_ARBEITSAUFTRAG_.
Fasse den Absatz aus dem Text zur Analyse, der mit „Das Leben im Erdreich“ beginnt, als kurze Stichpunktliste zusammen und behalte dabei seine wichtigsten Fakten bei.

_TEXT ZUR ANALYSE_.
━━━

Das Leben im Erdreich hat heutzutage gleich mit mehreren Problemen zu kämpfen. Die Biomasse der kleinen Tiere, die dort Pflanzen zersetzen und damit die Fruchtbarkeit des Bodens erhalten, nimmt sowohl durch den Klimawandel als auch durch eine zu intensive Bewirtschaftung ab. Zu ihrer Überraschung haben Wissenschaftler des Helmholtz-Zentrums für Umweltforschung (UFZ) und des Deutschen Zentrums für integrative Biodiversitätsforschung (iDiv) Halle-Jena-Leipzig allerdings festgestellt, dass dieser Effekt auf zwei unterschiedlichen Wegen zustande kommt: Während das veränderte Klima die Körpergröße der Organismen reduziert, verringert die Bewirtschaftung ihre Häufigkeit. Selbst mit Biolandwirtschaft lassen sich demnach nicht alle negativen Folgen des Klimawandels abpuffern, warnen die Forscher.

━━━

_BEREITGESTELLTE DATEN_.

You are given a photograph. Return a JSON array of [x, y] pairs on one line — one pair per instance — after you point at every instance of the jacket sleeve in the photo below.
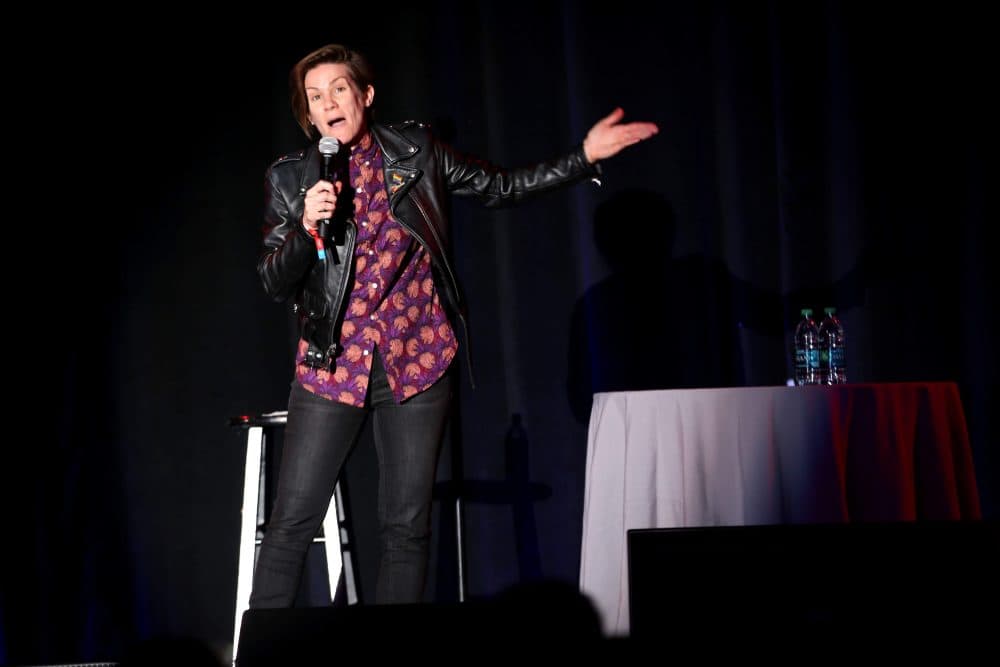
[[496, 186], [288, 252]]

━━━

_ANTWORT_.
- Das Leben im Erdreich hat heute mit mehreren Problemen zu kämpfen.
- Die Biomasse kleiner Bodentiere nimmt ab. Diese Tiere zersetzen Pflanzen und erhalten so die Bodenfruchtbarkeit.
- Ursachen sind der Klimawandel und eine zu intensive Bewirtschaftung.
- Forscher des UFZ und des iDiv Halle-Jena-Leipzig stellten überraschend fest, dass der Effekt auf zwei unterschiedlichen Wegen entsteht:
  - Das veränderte Klima verringert die Körpergröße der Organismen.
  - Die Bewirtschaftung verringert ihre Häufigkeit.
- Die Forscher warnen, dass auch Biolandwirtschaft nicht alle negativen Folgen des Klimawandels abpuffern kann.